### Excerpt
Guest post: What does AI mean for the future of law?

Typically, the legal industry has been thought of as a very traditional sector for a long time. In fact, it’s renowned for lagging behind other industries, such as financial services and retail, especially when it comes to innovation in technology and client service provision. However, over the past five years in particular, the sector has changed dramatically and firms are no longer able to rely on current working practices. With recent legislation amendments, such as the Jackson reforms and the rise of fixed fee environments, lawyers have been forced to accept that their businesses are changing.

These changes have caused firms to come under increasing pressure to cut out waste and work more efficiently, but without sacrificing the quality of the service they provide. Not only this, but as society becomes more fast-paced, clients are demanding a better quality service and more value for their money. In the face of regulatory reform, which is making some areas of law unsustainable, the once analogue legal sector is pushing the boundaries of the digital revolution to find the answers to greater efficiency.

The rise of Artificial Intelligence

Currently, most of the innovation focus is centring on Artificial Intelligence (AI) and how the rise of machine learning could potentially transform the sector. AI is gaining so much attention in the legal world that many law firms are starting to create tech-focused jobs and departments, such as head of research and development, that can spend their time exploring new technologies and software. On top of these new job roles, more and more companies are now pouring huge amounts of investment into developing AI systems that can automate research and admin tasks, which have traditionally been undertaken by junior lawyers.

Fletchers itself now has a specialist IT and systems department, which is dedicated to developing new systems and software that can help provide better legal services. We’ve also recently partnered up with the University of Liverpool as part of a landmark project to develop future AI innovations for the sector. The aim is to incorporate these innovations into current working methods to help achieve faster, fairer, settlements for our clients.

One of the main benefits of AI is that it can help assist lawyers with reviewing large volumes of current and past case work at a much faster pace. By utilising the large amounts of legal data available inside law firms and in external databases in a matter of hours rather than days, AI systems could significantly reduce research time and help lawyers make quicker, more accurate decisions.

Ross, which is powered by IBM’s Watson platform, is one system that is already being pioneered in the US legal market. Gaining its name as ‘the world’s first artificially intelligent lawyer’, Ross goes beyond a simple knowledge database and uses machine learning to actually understand complex legal language. Lawyers can ask Ross questions and the system will then source out citations and topical articles from a variety of sources to help lawyers make decisions. It searches and collates all available information on previous cases and relevant statute to provide increasingly sophisticated hypotheses and supporting references.

By removing the time-consuming elements of research and data analysis, lawyers will have more freedom to focus their attention on complex tasks like core legal analysis and providing a better quality of service to clients. This will also allow them to become more efficient and save money – benefits that speak volumes to those firms that are battling with profit cuts caused by fixed fee restrictions and new regulations (such as the proposed whiplash reforms, which will allow claims of up to £5,000 to be handled in a small claims court rather than by a lawyer).
######
### Information shown
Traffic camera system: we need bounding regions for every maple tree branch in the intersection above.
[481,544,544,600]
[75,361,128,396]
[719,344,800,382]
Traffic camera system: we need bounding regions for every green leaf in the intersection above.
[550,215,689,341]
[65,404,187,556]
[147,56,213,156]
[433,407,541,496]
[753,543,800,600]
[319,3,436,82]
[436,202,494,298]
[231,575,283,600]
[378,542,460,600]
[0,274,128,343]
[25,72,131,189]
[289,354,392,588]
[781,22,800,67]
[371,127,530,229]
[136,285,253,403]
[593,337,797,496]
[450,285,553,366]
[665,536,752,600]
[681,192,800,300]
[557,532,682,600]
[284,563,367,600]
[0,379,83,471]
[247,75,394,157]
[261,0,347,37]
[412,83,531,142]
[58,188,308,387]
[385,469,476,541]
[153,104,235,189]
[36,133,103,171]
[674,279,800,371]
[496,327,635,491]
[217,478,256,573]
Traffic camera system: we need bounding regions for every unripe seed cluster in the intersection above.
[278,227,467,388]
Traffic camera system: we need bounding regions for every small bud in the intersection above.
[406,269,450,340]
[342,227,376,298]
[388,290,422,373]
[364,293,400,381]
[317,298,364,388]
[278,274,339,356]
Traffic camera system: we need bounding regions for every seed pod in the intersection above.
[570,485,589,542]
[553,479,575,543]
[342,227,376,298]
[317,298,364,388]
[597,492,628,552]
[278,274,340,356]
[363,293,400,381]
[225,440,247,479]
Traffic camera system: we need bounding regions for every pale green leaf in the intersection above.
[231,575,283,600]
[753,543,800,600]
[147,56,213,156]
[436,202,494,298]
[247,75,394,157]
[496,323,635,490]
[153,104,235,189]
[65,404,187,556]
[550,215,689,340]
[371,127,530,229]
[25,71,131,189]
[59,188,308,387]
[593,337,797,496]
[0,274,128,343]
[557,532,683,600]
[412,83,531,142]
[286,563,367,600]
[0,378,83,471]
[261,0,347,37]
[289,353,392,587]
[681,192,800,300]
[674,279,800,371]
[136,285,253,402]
######
- _Task prompt_
Render this sentence from the guest post on AI and law in Spanish: "Ross, which is powered by IBM’s Watson platform, is one system that is already being pioneered in the US legal market."

- _Output of the exercise_
Ross, que funciona con la plataforma Watson de IBM, es un sistema que ya se está implantando de forma pionera en el mercado jurídico de Estados Unidos.